begin
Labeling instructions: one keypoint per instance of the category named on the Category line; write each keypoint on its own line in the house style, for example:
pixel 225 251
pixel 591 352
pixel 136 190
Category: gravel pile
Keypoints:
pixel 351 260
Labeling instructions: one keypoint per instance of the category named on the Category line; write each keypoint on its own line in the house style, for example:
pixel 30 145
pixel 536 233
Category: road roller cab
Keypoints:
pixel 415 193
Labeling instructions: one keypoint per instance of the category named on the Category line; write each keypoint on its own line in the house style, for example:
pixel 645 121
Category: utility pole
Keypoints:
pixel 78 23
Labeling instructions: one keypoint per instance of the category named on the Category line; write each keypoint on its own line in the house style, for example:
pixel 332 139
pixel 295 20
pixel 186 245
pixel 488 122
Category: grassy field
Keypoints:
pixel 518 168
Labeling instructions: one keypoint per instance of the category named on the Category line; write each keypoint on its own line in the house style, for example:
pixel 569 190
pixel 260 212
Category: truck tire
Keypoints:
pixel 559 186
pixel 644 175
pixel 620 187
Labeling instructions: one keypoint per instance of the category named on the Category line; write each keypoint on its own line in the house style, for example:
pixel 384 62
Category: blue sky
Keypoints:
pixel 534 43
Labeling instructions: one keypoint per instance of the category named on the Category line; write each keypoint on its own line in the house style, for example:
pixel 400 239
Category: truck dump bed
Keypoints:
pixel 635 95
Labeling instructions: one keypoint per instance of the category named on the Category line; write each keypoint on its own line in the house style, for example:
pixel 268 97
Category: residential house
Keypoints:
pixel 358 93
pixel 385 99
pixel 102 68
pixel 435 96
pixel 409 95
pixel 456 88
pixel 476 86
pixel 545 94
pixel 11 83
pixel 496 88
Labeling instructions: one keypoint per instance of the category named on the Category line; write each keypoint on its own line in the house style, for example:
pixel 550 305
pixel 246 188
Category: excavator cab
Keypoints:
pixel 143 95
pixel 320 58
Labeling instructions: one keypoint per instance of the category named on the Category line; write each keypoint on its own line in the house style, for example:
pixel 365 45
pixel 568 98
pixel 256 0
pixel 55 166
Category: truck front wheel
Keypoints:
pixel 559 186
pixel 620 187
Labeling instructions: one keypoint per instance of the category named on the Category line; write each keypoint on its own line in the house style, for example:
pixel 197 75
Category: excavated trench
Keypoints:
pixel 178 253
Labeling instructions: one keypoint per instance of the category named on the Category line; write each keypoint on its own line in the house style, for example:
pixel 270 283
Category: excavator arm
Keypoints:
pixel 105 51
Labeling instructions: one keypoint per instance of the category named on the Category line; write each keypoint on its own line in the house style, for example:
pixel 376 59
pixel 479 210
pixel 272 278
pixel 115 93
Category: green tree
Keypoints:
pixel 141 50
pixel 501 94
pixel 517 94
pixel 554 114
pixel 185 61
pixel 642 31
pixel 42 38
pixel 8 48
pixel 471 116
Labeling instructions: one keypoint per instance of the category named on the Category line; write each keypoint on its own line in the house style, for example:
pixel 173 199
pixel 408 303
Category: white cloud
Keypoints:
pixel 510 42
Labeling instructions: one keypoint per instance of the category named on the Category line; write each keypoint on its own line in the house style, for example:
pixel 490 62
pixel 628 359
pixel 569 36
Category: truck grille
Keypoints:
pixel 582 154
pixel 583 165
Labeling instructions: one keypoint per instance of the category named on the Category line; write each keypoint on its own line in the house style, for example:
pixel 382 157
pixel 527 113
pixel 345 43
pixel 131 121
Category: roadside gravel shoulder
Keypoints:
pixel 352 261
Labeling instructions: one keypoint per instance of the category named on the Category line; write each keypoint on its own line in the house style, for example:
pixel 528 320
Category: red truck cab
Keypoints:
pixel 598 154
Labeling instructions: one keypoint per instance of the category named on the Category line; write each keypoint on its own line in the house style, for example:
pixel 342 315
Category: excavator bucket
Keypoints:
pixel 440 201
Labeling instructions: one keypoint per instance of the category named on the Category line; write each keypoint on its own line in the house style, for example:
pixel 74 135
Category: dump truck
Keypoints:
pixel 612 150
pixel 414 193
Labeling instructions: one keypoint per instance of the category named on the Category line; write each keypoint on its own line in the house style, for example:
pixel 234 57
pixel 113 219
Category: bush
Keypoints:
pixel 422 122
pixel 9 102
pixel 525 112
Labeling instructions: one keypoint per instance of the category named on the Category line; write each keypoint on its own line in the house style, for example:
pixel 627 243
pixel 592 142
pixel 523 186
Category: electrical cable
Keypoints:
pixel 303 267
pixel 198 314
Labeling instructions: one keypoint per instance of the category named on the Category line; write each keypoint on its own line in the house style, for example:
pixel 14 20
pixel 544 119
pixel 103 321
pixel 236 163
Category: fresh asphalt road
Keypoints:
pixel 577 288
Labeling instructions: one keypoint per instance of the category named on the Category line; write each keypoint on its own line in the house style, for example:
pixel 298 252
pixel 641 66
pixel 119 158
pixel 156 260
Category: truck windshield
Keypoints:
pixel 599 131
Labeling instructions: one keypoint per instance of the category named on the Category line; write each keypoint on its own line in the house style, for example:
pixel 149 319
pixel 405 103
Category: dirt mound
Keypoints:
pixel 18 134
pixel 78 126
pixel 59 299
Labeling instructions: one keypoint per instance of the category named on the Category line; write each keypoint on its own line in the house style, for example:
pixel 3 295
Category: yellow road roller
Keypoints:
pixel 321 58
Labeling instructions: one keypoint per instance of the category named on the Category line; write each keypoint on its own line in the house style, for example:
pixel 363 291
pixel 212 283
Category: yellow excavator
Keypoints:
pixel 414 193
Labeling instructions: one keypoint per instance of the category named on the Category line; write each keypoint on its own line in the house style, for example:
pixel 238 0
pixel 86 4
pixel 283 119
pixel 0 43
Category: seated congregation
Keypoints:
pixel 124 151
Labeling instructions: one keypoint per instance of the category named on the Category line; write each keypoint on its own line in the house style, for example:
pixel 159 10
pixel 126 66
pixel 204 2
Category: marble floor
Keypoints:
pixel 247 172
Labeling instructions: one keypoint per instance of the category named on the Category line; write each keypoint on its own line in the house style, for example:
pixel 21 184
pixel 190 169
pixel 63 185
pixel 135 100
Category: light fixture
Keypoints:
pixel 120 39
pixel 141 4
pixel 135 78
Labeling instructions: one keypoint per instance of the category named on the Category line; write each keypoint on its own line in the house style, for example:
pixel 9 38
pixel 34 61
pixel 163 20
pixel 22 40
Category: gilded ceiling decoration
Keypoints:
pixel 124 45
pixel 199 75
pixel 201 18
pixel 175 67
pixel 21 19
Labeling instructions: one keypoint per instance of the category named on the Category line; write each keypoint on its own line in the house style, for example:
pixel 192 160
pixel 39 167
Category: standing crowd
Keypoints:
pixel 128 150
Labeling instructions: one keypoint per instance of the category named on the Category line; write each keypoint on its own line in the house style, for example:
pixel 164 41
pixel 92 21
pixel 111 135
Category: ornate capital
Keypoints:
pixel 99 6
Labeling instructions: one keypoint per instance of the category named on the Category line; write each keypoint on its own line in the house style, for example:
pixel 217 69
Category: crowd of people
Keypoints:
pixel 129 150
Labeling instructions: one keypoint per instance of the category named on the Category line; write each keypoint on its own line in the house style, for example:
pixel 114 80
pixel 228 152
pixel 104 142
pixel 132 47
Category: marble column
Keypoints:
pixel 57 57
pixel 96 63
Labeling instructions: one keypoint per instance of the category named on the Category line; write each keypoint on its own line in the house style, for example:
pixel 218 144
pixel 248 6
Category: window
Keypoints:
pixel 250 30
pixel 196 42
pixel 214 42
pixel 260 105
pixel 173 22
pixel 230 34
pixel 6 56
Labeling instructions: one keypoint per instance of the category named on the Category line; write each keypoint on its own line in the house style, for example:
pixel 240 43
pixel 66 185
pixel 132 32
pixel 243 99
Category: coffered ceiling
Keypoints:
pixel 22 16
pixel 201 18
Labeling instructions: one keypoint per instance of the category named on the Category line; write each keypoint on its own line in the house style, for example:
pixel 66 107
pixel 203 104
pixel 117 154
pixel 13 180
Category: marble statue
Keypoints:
end
Lay out as a numbered list everything from the beginning of the listing down to and including the line that contains "pixel 351 260", omitting any blank lines.

1. Labeling instructions: one keypoint per instance of the category named on the Category line; write each keypoint on its own line in the house style, for example:
2. pixel 225 251
3. pixel 591 352
4. pixel 136 190
5. Category: gravel pile
6. Keypoints:
7. pixel 351 260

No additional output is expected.